Print the line where "Drop a marker" occurs and every line that follows it in the data below, ending with the last line, precisely as written.
(Beginning of Given records)
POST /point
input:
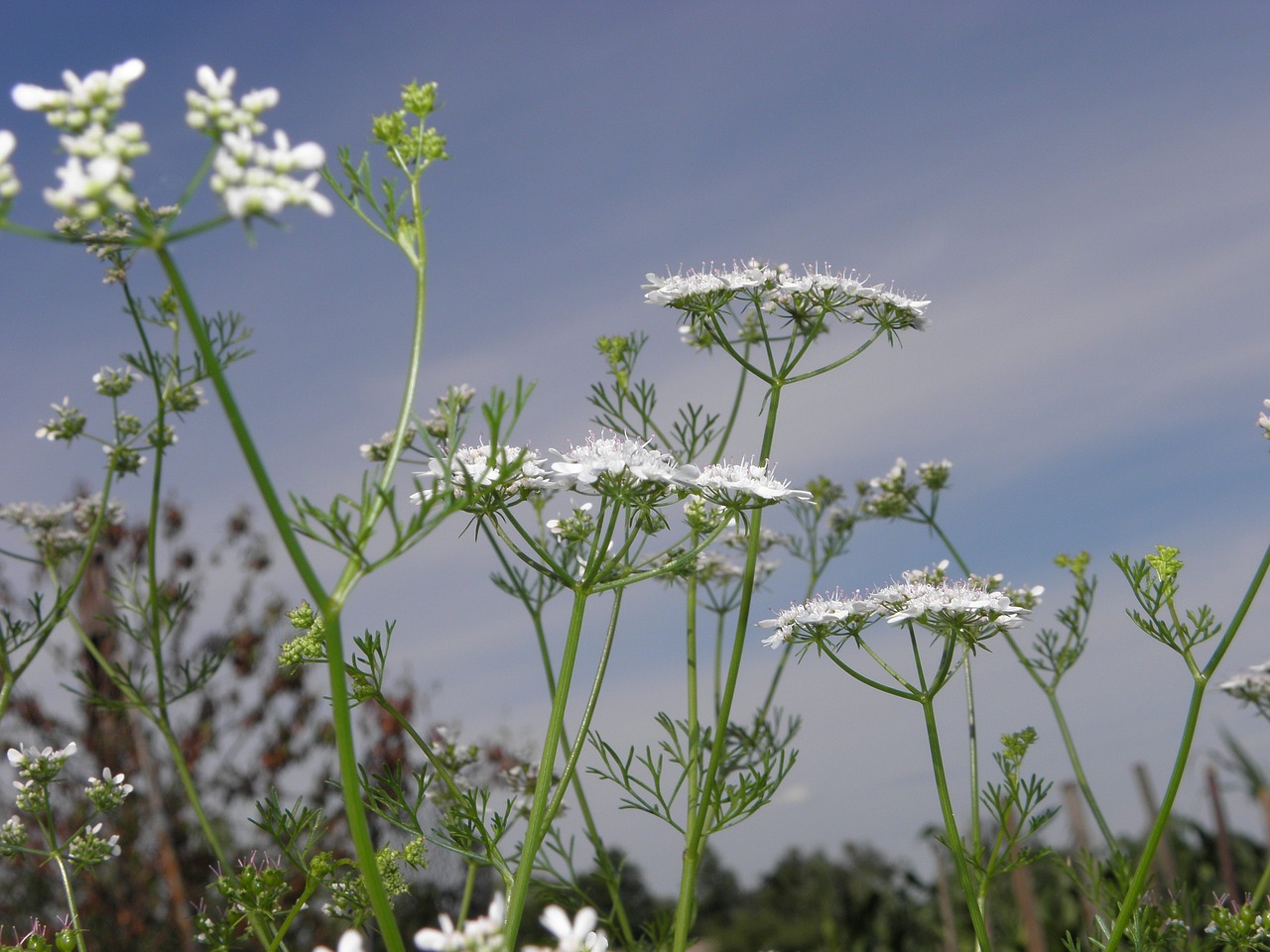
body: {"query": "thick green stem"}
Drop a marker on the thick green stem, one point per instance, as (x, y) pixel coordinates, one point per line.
(536, 828)
(695, 834)
(952, 838)
(330, 606)
(1082, 780)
(End of Given records)
Answer section:
Drop a marker on the thick green stem, one point per instance, as (x, y) pixel coordinates, one point per line.
(536, 828)
(695, 834)
(952, 838)
(330, 606)
(1082, 780)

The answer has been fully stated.